* Given exercise
Pick out each line in the records below that contains the string "warehouse" and copy those lines.

* Data to process
╔══

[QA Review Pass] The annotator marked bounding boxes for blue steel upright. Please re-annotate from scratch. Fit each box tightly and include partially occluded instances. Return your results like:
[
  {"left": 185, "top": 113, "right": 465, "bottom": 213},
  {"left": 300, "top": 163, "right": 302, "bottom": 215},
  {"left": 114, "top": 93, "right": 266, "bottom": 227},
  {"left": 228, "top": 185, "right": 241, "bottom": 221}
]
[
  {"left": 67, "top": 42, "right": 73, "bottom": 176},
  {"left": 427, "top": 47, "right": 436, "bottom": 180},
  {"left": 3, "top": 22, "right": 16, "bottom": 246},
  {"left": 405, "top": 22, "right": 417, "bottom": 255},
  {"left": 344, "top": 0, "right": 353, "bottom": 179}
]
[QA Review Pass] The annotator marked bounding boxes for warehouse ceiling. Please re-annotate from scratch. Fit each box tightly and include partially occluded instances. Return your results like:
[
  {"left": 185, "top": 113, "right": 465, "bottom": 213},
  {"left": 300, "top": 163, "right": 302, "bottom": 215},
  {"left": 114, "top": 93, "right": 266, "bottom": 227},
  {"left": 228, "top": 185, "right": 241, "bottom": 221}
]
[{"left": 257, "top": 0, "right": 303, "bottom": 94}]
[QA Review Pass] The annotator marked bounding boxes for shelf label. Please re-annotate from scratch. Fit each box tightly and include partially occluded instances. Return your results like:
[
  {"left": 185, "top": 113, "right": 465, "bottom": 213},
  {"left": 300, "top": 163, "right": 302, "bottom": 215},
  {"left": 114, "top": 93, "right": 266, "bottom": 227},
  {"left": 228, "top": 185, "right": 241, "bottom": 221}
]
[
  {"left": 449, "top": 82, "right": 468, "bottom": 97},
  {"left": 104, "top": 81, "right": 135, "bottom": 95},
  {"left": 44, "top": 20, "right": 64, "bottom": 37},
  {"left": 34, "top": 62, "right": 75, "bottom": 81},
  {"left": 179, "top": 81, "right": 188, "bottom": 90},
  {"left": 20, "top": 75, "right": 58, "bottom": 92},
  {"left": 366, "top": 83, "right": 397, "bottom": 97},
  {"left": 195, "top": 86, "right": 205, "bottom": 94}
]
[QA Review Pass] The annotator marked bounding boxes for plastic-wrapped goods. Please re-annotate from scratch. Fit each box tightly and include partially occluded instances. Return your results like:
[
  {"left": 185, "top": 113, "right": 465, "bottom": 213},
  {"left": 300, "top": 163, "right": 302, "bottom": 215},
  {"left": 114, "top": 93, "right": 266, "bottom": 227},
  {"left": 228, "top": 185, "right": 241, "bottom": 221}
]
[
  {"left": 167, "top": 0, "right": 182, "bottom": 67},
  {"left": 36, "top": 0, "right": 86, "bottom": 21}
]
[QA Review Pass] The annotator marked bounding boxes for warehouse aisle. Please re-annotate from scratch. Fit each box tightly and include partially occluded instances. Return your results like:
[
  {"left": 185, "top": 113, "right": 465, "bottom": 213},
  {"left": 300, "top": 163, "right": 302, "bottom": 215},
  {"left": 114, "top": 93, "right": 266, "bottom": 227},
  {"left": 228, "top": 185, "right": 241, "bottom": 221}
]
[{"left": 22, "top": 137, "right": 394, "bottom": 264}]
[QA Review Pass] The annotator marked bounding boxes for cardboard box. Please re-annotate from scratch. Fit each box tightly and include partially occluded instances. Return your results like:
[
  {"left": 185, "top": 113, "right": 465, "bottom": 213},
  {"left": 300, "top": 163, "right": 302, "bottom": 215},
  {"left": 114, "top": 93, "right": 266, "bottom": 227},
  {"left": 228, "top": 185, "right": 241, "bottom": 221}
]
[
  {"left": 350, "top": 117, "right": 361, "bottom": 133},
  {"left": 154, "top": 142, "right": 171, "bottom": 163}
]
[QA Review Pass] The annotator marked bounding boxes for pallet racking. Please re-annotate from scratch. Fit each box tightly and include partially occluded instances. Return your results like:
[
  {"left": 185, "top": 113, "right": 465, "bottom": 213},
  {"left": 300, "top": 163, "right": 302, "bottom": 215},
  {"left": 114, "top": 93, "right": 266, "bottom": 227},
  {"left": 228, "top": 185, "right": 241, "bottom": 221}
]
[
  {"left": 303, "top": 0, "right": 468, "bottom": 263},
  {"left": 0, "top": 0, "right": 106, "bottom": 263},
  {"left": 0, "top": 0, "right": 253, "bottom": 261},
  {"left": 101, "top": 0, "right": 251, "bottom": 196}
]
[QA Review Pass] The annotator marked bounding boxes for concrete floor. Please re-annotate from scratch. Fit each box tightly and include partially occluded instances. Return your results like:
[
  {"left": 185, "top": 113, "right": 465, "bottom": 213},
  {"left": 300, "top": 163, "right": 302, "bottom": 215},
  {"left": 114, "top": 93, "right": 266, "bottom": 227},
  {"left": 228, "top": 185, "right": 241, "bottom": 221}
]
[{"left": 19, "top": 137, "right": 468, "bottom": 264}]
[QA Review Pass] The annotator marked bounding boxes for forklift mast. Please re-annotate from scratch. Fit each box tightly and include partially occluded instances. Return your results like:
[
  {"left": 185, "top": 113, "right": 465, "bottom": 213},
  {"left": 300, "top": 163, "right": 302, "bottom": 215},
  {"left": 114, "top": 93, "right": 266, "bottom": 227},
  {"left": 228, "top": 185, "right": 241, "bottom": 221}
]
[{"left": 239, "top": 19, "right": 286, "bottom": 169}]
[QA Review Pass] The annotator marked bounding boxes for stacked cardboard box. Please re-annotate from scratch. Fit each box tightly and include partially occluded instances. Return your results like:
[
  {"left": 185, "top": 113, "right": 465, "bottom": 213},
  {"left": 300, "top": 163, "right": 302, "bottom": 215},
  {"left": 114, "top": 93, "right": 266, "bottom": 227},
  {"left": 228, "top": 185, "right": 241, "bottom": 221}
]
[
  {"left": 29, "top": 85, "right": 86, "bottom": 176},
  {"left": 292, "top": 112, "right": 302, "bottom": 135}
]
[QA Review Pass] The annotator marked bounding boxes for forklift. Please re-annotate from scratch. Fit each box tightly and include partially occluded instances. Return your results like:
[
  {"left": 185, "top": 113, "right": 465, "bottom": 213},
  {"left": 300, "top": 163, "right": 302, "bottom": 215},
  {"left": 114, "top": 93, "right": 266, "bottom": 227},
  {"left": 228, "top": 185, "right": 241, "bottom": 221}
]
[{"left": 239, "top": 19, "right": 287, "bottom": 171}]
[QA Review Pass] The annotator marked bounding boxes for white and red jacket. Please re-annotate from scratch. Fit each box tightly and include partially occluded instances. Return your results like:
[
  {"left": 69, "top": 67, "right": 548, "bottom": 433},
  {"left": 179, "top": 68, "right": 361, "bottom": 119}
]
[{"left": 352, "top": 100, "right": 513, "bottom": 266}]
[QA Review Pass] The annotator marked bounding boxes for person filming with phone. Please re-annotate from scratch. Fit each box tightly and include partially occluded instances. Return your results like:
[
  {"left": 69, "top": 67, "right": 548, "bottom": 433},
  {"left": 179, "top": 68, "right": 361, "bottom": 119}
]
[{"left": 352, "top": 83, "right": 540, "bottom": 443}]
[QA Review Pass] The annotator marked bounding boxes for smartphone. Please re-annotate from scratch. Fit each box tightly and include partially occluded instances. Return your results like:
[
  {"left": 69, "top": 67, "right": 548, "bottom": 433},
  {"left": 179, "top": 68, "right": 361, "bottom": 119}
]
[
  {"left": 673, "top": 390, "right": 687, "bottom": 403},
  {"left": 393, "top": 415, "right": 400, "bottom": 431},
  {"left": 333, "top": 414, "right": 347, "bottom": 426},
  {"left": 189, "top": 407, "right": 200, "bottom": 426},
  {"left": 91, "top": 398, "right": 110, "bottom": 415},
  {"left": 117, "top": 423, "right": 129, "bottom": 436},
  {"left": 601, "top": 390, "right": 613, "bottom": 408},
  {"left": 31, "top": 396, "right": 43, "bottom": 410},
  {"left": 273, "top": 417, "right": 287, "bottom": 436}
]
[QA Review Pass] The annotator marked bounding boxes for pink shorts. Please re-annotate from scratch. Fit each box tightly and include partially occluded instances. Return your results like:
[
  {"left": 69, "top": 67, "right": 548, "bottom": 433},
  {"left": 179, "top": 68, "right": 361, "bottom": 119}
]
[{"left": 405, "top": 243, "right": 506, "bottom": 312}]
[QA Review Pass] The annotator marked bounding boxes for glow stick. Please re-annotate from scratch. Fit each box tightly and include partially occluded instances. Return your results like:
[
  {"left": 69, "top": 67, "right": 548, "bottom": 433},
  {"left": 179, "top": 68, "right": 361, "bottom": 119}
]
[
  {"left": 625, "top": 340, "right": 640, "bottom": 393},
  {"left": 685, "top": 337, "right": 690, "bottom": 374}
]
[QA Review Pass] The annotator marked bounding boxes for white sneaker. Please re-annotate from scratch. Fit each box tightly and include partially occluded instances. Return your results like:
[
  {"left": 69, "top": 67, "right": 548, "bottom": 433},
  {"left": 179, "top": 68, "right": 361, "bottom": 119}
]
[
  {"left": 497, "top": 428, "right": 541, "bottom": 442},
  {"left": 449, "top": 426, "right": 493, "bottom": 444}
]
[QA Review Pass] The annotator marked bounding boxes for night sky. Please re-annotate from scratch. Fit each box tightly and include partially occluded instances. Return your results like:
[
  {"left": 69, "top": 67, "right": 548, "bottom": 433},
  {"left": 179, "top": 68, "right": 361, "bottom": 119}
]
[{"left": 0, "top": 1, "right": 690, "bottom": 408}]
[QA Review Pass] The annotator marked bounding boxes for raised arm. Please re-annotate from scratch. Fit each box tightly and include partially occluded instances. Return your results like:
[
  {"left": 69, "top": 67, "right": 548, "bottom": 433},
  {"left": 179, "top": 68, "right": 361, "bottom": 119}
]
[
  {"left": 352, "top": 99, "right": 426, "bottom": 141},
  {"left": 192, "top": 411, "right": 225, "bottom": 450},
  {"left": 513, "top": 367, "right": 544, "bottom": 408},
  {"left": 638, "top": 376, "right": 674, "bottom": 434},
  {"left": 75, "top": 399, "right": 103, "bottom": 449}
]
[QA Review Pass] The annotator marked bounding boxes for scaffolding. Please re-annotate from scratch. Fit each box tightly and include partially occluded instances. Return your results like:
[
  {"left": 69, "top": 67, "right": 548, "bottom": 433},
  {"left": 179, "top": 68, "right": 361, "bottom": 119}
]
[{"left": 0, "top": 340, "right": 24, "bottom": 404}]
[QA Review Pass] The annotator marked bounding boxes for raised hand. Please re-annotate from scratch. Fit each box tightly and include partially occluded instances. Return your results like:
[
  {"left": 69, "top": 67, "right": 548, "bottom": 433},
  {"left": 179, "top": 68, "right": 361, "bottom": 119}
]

╚══
╔══

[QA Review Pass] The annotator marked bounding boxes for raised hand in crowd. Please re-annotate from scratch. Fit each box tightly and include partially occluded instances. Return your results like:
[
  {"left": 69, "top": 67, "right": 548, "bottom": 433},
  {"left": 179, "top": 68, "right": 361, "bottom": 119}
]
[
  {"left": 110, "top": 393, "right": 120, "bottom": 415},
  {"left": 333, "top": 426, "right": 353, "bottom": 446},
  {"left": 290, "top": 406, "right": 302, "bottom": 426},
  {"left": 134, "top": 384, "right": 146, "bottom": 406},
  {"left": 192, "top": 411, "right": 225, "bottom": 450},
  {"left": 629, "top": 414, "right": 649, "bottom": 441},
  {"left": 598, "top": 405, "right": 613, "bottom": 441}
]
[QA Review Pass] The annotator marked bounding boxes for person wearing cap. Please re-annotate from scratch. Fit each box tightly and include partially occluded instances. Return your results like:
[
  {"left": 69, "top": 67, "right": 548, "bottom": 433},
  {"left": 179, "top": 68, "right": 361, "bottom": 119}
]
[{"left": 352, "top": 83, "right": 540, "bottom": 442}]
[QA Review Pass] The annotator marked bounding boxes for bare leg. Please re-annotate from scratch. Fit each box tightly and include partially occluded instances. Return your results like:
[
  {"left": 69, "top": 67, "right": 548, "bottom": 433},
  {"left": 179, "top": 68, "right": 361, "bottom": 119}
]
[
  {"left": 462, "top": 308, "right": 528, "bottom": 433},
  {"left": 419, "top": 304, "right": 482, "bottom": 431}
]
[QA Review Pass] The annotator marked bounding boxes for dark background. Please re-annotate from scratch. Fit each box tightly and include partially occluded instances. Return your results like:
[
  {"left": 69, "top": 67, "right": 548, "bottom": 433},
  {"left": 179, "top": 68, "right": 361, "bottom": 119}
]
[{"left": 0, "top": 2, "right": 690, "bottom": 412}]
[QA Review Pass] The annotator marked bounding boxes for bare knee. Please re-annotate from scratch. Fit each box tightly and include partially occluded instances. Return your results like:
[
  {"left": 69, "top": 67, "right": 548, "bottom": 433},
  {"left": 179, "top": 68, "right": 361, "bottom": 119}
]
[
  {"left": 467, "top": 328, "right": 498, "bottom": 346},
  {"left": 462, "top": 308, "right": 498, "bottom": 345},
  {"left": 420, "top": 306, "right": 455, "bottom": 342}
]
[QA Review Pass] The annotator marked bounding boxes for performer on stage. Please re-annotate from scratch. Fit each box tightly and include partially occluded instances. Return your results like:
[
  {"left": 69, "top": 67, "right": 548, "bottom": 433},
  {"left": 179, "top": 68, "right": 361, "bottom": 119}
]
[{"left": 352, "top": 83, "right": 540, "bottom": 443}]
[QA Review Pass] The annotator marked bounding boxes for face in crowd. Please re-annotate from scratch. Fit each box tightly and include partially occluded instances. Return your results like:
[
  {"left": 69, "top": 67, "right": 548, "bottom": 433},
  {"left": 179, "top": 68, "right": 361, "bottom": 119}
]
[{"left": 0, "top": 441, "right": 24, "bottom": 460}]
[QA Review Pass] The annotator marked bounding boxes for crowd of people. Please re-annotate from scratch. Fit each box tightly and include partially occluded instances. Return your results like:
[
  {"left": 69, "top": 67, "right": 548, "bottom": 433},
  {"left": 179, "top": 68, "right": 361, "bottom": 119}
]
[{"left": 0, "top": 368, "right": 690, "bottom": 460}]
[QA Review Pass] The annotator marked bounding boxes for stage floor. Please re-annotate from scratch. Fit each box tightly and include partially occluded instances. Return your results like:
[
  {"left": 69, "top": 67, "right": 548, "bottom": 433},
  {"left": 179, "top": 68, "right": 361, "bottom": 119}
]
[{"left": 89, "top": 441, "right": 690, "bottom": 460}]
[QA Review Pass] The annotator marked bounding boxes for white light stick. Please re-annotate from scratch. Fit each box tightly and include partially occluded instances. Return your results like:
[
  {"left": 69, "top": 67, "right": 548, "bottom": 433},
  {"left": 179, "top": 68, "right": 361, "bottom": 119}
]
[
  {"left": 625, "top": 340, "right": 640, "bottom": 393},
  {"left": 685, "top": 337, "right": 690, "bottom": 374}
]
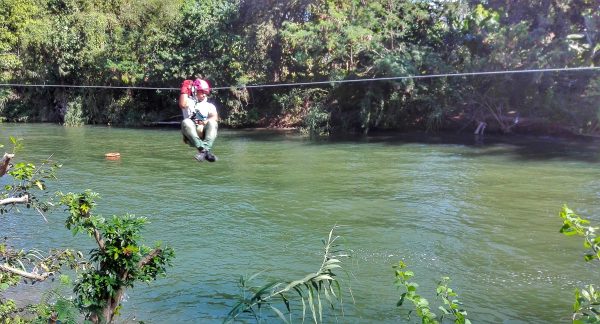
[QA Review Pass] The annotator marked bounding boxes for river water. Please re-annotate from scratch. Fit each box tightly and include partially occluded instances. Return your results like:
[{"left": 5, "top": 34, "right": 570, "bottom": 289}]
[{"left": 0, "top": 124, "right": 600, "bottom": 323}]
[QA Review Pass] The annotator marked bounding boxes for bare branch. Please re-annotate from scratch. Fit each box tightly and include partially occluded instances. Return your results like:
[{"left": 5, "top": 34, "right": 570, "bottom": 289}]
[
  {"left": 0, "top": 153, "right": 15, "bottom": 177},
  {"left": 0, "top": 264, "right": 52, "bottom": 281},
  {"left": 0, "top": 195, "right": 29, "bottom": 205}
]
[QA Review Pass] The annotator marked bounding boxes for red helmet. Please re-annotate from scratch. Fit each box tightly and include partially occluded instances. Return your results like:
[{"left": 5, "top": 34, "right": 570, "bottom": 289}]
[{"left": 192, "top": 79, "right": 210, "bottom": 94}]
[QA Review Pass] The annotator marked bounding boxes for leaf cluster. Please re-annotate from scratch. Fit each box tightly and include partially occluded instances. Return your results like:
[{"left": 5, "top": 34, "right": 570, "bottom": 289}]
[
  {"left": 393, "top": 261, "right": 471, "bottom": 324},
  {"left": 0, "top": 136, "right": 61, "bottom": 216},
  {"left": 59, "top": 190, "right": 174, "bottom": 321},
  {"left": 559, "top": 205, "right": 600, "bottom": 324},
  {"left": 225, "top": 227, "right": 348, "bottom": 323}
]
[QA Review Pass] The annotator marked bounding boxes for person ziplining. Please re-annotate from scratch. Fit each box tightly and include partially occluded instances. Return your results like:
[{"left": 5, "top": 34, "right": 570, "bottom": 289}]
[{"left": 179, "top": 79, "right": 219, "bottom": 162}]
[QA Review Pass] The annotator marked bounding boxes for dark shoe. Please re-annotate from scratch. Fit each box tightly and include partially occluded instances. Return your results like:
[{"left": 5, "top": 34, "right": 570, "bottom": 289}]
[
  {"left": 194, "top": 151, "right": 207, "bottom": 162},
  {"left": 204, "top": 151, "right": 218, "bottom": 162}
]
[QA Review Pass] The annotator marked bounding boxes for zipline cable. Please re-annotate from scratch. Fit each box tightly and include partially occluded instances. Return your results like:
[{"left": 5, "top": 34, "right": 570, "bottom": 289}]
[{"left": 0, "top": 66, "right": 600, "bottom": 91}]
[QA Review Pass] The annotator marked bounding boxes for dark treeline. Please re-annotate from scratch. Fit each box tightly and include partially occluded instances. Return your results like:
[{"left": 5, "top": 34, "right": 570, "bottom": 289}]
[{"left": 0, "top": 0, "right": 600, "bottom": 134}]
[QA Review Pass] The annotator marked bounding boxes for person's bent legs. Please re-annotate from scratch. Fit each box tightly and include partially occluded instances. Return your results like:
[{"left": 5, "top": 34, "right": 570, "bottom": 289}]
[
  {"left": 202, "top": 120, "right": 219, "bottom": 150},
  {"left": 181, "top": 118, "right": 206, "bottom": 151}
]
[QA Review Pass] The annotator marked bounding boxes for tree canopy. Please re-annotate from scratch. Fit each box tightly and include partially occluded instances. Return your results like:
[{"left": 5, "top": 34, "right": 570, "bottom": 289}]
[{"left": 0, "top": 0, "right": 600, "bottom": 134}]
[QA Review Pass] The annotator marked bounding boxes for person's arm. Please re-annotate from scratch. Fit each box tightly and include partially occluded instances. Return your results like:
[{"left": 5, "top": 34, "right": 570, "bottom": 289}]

╚══

* Full output
[QA Review Pass] The annotator marked bounding boxes for warehouse ceiling. Please re-annotate from scratch. Fit each box tightly and include partially occluded instances. Return your results like:
[QA Review Pass] The annotator marked bounding boxes for warehouse aisle. Please re-annotate from scratch. Fit each box tightly and include partially occluded instances. Return your results like:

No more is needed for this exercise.